▶ _Work instructions_
Translate this sentence from the interview below into Spanish: "I could see each through the eyes of the other."

▶ _Page text_
= = = = = = =

PI: Probably when I was 17. I was very lucky to grow up flying back and forth between England and California from the age of 9 as a little boy, so it meant I was at home in planes. I was used to traveling alone. Everywhere was half foreign. I couldn’t take anywhere for granted, even California or England. I could see each through the eyes of the other. It disqualified me for many things, such as being part of a community or committing myself to a single country or even embracing a neighborhood, but it did qualify me for other things having to do with displacement. I remember when I was 17, I spent one summer visiting India, my parents’ homeland, essentially for the first time, meeting my uncles and aunts and grandmothers. Then I returned for a final three months at school, and then I spent the next three months in Santa Barbara working as a busboy in a Pancho Villa Mexican restaurant.

DG: Wait, wait, time out. You worked as a busboy in a Pancho Villa?

PI: Yes, generously pouring hot sauce into customers’ laps, pouring water into the hot sauce place, entrusted only to clear up plates and I couldn’t even manage that. I only had to do it for three months, luckily, and then I got in a bus and rode from Tijuana down to La Paz, Bolivia. Then I flew up the west coast of South America through Brazil and Suriname to Trinidad, got to Miami, and then took a Greyhound bus home. I’m just telling all that as a way of saying by that time, travel had already become my home. I was most at home on the road, alone, not knowing what was around me, and exalting in all of that.

It was shortly thereafter that I decided to turn it to advantage. I studied nothing but English for eight years getting nothing but more unemployable with each passing year—let’s hope there are no English majors in this audience—and then I thought, well the only thing I’ve learned to do is read, write, and travel, so I’d better try to alchemize these into some kind of profession. So then I started doing it ostensibly as a profession, but really because it was second nature and something I felt comfortable doing.

= = = = = = =

Dataset entries
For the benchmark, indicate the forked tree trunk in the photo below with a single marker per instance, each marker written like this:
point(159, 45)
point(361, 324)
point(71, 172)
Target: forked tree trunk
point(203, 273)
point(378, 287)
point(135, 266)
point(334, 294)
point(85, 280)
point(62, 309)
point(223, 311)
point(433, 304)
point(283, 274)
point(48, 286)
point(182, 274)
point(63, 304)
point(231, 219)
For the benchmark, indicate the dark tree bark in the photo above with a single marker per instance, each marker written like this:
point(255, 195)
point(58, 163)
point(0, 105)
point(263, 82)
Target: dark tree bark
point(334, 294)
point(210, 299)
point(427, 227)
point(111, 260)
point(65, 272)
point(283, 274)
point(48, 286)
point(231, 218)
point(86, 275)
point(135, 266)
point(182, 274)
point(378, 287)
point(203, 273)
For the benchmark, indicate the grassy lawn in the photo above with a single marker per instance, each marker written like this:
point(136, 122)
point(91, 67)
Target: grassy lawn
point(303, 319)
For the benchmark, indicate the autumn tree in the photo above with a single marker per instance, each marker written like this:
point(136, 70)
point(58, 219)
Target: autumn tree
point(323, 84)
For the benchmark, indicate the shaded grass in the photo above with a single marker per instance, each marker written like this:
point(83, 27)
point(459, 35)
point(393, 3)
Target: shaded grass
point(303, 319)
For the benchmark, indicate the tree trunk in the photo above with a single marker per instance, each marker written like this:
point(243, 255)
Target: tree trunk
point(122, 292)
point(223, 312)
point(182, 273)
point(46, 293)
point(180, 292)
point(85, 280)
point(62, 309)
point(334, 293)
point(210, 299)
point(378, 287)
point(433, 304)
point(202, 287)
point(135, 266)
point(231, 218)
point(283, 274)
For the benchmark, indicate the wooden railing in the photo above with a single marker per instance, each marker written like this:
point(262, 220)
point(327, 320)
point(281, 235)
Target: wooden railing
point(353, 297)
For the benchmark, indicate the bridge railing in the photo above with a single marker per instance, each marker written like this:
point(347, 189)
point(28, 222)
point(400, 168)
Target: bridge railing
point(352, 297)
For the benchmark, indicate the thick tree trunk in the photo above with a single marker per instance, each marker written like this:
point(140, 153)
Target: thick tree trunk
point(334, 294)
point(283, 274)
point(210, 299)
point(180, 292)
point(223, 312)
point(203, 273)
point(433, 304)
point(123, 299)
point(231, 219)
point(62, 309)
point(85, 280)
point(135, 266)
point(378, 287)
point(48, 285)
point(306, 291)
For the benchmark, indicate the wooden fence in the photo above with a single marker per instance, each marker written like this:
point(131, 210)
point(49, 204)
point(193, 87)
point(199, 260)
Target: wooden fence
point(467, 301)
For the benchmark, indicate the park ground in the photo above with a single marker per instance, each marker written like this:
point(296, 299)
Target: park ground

= = = = = = =

▶ _Result below_
Podía ver a cada uno a través de los ojos del otro.